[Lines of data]
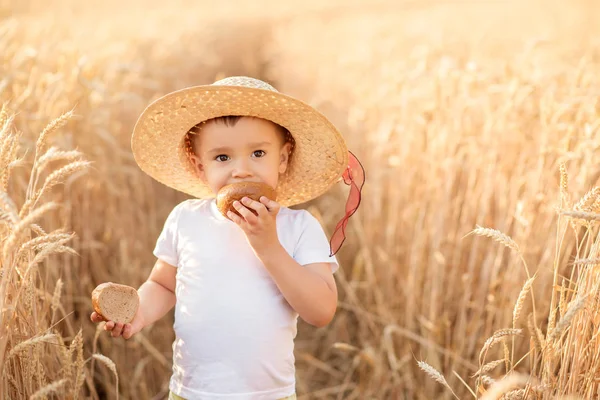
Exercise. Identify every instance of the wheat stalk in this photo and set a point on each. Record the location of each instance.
(25, 223)
(565, 321)
(435, 374)
(586, 203)
(521, 299)
(111, 365)
(497, 337)
(47, 338)
(54, 387)
(52, 127)
(56, 298)
(488, 367)
(497, 236)
(587, 261)
(588, 216)
(564, 184)
(503, 386)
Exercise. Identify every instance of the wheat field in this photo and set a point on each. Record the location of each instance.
(472, 267)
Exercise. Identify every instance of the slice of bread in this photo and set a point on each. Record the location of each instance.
(115, 302)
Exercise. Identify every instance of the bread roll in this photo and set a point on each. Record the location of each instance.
(230, 193)
(115, 302)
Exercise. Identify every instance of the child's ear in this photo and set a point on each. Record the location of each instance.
(284, 157)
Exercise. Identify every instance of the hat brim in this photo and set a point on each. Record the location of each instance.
(320, 153)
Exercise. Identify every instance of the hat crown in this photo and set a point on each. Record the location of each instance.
(245, 81)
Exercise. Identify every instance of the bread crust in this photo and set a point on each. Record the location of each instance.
(235, 191)
(97, 292)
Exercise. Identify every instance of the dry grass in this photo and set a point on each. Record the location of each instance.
(463, 127)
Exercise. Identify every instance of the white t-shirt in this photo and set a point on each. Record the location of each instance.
(234, 330)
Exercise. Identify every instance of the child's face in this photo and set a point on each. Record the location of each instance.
(252, 150)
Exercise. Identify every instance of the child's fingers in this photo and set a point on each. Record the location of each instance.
(245, 212)
(127, 331)
(234, 217)
(271, 205)
(95, 317)
(117, 330)
(255, 205)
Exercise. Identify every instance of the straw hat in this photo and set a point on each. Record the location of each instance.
(319, 158)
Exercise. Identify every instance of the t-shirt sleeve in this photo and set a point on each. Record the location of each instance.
(166, 244)
(313, 245)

### YOUR TASK
Print the full listing exactly, dropping the pictures.

### EXERCISE ANSWER
Exercise. Identify every instance of the wheat stalk in this photo and set a point on each. Record the location of each instance.
(25, 223)
(565, 321)
(435, 374)
(586, 203)
(521, 299)
(111, 365)
(497, 337)
(47, 338)
(54, 387)
(52, 127)
(56, 298)
(488, 367)
(497, 236)
(587, 261)
(588, 216)
(564, 184)
(503, 386)
Exercise. Identify every instance of the wheat field in this photo and set a point on each. Record the location of each instance.
(472, 267)
Exercise. Identify every instance of the slice of bread in this photo and set a point on each. Record the location of each instance.
(115, 302)
Exercise. Identify every instance of the bread roll in this photo and set a point on each. Record the location of each instance.
(230, 193)
(115, 302)
Exercise. Identify every instance of the child's ear in this photo and set a point on each. Record the location of each instance.
(284, 157)
Exercise. Identify every instance of the hat brim in this photo and set a point on each. Record the location of each instance.
(320, 153)
Exercise. Identify every instance of the hat crown in this photo and set a point on each. Record the location of each instance.
(245, 81)
Exercise. Identify every instance of the bread crust in this photo and set a point on each. Record the location of each instance.
(235, 191)
(97, 292)
Exercise. Identify every instance of the dry grass in this photo and set a point on each. Record the location of each instance.
(463, 127)
Exercise. Identify every instance of the white t-shirt in this photo and set a point on each. Record the location of each instance.
(234, 330)
Exercise. Identify every instance of the child's face in this photo and set a point on each. Record the location of each instance.
(252, 150)
Exercise. Identify every instance of the child's fingers in this photo and set a point on each. Record the location of each instance.
(245, 212)
(127, 331)
(234, 217)
(271, 205)
(95, 317)
(117, 330)
(255, 205)
Exercise. Identify every instance of the straw hat in this photo and set a point on each. Record the location of each instance.
(319, 158)
Exercise. Identify every instance of the t-shirt sleeve in this photo and set a point on each. Record the location of each instance.
(166, 244)
(313, 245)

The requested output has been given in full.